→ **WORK REQUIRED**
Rewrite all of the material below, replacing "endpoint" with "service" and changing nothing else. Leave the pictures out of your version.
-- START OF MATERIAL SHOWN --
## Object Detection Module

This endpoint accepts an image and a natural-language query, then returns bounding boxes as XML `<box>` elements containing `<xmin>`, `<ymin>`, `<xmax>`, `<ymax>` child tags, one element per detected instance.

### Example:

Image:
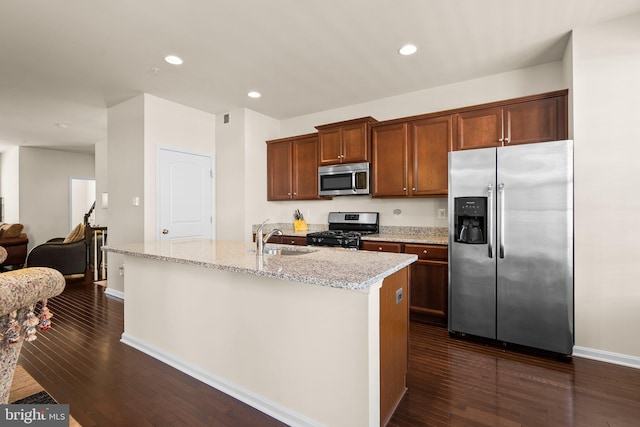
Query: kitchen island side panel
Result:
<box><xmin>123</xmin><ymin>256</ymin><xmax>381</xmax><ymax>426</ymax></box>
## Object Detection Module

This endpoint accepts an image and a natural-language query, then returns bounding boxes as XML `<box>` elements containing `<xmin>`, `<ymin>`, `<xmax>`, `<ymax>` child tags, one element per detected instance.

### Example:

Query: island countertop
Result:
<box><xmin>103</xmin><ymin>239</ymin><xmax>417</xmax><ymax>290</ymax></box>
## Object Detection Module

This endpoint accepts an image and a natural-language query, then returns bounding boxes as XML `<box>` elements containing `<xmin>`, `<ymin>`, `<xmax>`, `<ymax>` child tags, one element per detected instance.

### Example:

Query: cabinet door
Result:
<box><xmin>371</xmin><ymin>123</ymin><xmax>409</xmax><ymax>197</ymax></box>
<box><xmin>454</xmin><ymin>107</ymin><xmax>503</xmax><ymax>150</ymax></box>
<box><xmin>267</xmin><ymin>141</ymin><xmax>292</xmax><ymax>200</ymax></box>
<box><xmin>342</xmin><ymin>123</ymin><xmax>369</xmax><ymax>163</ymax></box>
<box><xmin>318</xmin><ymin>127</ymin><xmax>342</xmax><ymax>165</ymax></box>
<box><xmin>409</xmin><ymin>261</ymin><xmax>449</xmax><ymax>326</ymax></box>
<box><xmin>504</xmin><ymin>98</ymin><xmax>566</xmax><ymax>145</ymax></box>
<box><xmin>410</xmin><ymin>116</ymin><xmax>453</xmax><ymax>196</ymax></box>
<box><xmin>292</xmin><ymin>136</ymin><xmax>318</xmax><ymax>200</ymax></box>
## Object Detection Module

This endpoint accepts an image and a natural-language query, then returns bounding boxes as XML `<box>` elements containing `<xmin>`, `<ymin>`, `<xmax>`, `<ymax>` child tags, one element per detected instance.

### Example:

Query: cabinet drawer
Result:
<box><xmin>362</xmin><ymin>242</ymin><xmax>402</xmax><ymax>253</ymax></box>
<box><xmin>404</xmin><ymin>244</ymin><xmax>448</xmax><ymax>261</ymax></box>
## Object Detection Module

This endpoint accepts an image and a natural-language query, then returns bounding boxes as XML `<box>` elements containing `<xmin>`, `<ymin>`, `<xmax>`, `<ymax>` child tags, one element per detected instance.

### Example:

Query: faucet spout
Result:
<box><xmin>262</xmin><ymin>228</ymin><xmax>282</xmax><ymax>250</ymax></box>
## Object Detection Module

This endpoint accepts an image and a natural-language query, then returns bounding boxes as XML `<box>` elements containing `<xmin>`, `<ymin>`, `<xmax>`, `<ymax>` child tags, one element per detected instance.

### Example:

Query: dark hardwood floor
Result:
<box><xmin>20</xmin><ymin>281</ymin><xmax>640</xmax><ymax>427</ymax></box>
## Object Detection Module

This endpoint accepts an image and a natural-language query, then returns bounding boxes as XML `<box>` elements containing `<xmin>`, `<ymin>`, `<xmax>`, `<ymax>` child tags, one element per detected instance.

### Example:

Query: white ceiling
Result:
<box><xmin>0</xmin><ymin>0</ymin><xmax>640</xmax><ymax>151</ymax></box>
-- END OF MATERIAL SHOWN --
→ **TASK RESULT**
## Object Detection Module

This service accepts an image and a natural-language query, then returns bounding boxes as XML `<box>` elements containing `<xmin>`, `<ymin>`, `<xmax>`, `<ymax>` child tags, one element per detected instance.

### Example:

Image:
Query: kitchen island side panel
Result:
<box><xmin>123</xmin><ymin>256</ymin><xmax>381</xmax><ymax>426</ymax></box>
## Object Detection Module

This service accepts an image and a natural-language query, then returns bounding boxes as XML `<box>` elements containing `<xmin>`, `<ymin>`, `<xmax>`, `<ymax>` child tags, one element per detected instance.

### Example:

Query: island countertop
Result:
<box><xmin>103</xmin><ymin>239</ymin><xmax>417</xmax><ymax>290</ymax></box>
## Object Detection Module

This service accepts an image and a natural-language query, then returns bounding boxes as XML `<box>` elements containing `<xmin>`, `<ymin>`, `<xmax>`, `<ymax>` child tags, one element per detected instance.

### Example:

Query: cabinet door
Result:
<box><xmin>371</xmin><ymin>123</ymin><xmax>409</xmax><ymax>197</ymax></box>
<box><xmin>454</xmin><ymin>107</ymin><xmax>503</xmax><ymax>150</ymax></box>
<box><xmin>267</xmin><ymin>141</ymin><xmax>292</xmax><ymax>200</ymax></box>
<box><xmin>342</xmin><ymin>123</ymin><xmax>369</xmax><ymax>163</ymax></box>
<box><xmin>318</xmin><ymin>127</ymin><xmax>342</xmax><ymax>165</ymax></box>
<box><xmin>409</xmin><ymin>261</ymin><xmax>449</xmax><ymax>326</ymax></box>
<box><xmin>504</xmin><ymin>98</ymin><xmax>566</xmax><ymax>145</ymax></box>
<box><xmin>410</xmin><ymin>116</ymin><xmax>453</xmax><ymax>196</ymax></box>
<box><xmin>292</xmin><ymin>136</ymin><xmax>318</xmax><ymax>200</ymax></box>
## Object Detection Module

This service accepts an image and a natural-language query, then returns bounding boxes as XML `<box>` elements containing `<xmin>`, `<ymin>`, `<xmax>`, `<ymax>` child tags, one element per detected instance.

### Example:

Query: cabinet drawer
Result:
<box><xmin>362</xmin><ymin>242</ymin><xmax>402</xmax><ymax>253</ymax></box>
<box><xmin>404</xmin><ymin>244</ymin><xmax>448</xmax><ymax>261</ymax></box>
## Object Detection Module

This service accepts an image and a natural-language query, then returns bounding boxes as XML `<box>` elements containing `<xmin>`, `<ymin>`, `<xmax>`, `<ymax>` child tags, one element per detected instance.

### Example:

Query: faucet spout
Result:
<box><xmin>262</xmin><ymin>228</ymin><xmax>282</xmax><ymax>250</ymax></box>
## Object Detection Module

This service accepts an image and a natural-language query, then returns bounding boxes as XML `<box>` elements containing `<xmin>`, `<ymin>`, `<xmax>`, `<ymax>` child tags, one element per detected instance.

### Example:

Query: dark hardwood floor
Result:
<box><xmin>20</xmin><ymin>281</ymin><xmax>640</xmax><ymax>427</ymax></box>
## Object Detection Module

This service accepts an image and a natural-language query, then returns bounding boxes as XML `<box>` elements containing `<xmin>`, `<ymin>`, `<xmax>`, `<ymax>` child tags, one element per detected instance.

### Example:

Query: white ceiling
Result:
<box><xmin>0</xmin><ymin>0</ymin><xmax>640</xmax><ymax>151</ymax></box>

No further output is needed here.